**Written problem:**
Find every line in the records below that contains the string "metal", and copy each of those lines. Case counts.

**Dataset:**
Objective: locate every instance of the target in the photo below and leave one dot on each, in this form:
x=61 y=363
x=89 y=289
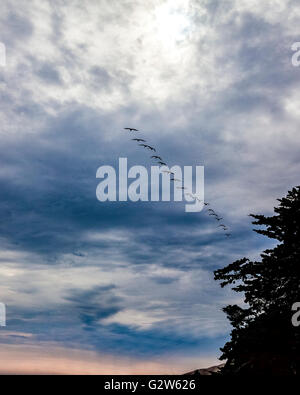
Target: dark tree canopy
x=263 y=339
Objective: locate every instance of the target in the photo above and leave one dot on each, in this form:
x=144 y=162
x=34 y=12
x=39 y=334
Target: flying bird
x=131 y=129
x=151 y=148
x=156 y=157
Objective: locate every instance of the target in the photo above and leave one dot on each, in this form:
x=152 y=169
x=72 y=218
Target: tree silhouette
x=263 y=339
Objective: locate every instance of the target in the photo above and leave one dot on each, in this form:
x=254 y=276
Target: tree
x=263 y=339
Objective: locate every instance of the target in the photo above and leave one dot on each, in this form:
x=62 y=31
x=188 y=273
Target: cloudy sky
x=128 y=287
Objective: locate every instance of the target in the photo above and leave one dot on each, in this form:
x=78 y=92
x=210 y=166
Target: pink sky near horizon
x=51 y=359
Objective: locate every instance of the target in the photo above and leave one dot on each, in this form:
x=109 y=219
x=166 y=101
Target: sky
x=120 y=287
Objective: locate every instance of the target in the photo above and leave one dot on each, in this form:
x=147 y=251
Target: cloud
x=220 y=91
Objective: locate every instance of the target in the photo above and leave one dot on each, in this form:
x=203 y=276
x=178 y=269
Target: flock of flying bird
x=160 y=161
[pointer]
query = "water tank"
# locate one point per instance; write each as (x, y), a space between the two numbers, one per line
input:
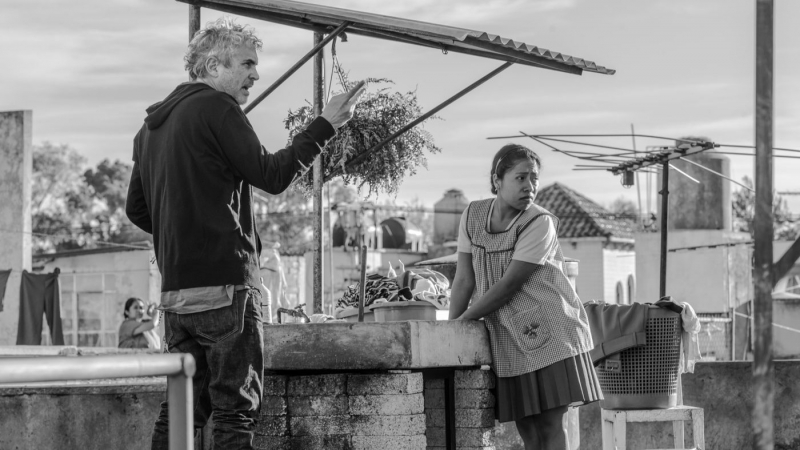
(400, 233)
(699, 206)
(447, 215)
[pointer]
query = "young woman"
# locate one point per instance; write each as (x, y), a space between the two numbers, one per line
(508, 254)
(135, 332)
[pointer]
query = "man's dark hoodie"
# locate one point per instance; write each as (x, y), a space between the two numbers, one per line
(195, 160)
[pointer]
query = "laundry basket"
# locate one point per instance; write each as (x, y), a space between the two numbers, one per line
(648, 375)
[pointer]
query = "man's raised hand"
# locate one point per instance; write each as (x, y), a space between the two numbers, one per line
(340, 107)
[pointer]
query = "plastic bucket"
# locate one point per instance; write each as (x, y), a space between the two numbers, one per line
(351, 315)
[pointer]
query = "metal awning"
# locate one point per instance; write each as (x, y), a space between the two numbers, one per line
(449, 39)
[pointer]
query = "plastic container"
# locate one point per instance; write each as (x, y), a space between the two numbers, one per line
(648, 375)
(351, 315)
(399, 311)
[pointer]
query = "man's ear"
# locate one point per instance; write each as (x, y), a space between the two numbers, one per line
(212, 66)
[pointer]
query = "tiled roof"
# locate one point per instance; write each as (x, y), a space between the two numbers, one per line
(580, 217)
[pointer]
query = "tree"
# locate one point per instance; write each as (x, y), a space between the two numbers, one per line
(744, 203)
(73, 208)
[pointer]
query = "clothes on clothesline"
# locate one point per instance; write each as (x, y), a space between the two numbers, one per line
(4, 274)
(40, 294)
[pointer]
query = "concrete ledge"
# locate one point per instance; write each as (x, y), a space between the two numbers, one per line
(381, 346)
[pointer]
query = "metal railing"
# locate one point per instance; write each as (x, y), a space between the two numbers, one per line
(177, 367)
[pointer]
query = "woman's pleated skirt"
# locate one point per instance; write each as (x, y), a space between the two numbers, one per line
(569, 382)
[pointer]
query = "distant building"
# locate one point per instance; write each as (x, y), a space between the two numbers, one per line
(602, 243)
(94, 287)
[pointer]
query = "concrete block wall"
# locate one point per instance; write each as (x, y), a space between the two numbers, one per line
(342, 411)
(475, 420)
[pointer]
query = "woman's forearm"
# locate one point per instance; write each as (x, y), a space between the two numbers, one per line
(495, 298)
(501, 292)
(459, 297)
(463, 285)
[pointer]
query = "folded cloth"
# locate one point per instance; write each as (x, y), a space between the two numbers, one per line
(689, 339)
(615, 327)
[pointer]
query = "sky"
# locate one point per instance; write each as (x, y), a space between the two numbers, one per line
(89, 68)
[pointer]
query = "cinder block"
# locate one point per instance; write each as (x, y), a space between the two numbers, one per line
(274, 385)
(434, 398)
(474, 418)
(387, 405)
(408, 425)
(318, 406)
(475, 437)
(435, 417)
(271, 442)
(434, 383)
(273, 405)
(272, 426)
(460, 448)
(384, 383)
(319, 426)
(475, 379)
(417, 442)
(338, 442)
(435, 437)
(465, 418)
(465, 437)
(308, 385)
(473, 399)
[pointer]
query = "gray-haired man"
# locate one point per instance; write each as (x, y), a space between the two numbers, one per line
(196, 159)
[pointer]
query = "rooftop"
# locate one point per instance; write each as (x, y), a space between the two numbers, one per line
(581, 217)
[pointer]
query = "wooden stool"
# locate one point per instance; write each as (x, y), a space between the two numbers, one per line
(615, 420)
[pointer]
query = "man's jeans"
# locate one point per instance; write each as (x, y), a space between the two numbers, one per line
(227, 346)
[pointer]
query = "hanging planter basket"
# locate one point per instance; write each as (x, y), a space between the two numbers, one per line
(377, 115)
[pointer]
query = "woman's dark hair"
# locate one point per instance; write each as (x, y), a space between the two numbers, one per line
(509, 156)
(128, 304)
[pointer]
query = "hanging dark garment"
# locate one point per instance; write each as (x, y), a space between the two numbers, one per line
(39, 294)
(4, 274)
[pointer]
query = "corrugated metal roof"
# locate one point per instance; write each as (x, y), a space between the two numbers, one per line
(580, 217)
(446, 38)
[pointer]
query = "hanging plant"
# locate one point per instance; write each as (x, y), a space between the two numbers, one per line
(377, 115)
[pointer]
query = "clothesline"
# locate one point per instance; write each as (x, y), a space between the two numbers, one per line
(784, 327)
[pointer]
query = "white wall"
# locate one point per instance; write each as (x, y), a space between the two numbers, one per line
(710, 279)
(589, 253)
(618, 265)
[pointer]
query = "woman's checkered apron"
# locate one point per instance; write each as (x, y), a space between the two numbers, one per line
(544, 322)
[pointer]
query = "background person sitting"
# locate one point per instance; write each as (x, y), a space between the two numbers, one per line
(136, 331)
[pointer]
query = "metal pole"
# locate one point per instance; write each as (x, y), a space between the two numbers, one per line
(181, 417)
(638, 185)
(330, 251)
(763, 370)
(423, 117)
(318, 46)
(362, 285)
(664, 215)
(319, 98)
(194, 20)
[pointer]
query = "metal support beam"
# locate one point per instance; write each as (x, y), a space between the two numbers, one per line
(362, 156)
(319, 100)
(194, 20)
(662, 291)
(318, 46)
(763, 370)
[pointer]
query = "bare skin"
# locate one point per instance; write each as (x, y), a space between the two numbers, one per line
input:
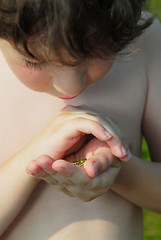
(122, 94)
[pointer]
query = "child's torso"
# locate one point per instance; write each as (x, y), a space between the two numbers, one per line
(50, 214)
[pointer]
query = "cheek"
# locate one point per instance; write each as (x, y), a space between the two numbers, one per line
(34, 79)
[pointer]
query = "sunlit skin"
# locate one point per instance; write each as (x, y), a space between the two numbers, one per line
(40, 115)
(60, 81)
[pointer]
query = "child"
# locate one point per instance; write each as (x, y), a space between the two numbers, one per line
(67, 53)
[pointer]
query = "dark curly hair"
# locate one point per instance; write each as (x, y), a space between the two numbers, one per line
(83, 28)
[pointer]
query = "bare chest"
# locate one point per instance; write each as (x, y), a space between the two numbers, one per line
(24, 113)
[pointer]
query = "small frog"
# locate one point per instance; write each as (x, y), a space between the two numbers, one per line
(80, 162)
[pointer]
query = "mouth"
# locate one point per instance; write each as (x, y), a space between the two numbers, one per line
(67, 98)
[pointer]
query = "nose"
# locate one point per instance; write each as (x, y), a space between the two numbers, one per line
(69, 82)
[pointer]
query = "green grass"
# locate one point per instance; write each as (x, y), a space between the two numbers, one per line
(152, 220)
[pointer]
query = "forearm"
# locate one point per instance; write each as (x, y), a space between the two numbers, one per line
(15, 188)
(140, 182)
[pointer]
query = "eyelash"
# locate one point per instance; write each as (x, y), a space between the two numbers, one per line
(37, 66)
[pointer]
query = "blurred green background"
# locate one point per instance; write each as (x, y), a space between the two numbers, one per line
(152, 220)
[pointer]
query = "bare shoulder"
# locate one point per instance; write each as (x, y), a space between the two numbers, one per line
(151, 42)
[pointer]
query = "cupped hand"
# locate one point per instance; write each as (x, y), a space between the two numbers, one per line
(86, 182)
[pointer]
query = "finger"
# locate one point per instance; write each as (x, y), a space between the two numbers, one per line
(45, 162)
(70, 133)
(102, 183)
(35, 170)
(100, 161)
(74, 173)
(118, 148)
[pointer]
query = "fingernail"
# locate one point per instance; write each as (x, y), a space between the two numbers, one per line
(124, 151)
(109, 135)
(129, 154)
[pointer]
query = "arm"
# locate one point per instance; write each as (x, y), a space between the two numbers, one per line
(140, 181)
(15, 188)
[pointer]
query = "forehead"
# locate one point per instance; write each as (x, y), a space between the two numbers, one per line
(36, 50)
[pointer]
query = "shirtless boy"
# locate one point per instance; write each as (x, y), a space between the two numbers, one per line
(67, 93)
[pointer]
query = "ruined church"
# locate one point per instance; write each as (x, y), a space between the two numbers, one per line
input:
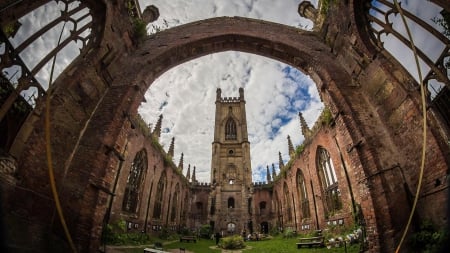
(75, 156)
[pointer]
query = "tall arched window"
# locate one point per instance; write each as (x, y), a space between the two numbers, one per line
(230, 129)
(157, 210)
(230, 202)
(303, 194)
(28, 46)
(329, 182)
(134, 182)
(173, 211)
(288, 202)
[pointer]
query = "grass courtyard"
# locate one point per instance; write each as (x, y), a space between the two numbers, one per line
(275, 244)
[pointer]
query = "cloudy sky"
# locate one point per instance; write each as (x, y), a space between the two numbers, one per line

**Result:**
query = "metal awning"
query = "metal railing"
query = "corrugated metal roof"
query = "metal pole"
query = "metal support beam"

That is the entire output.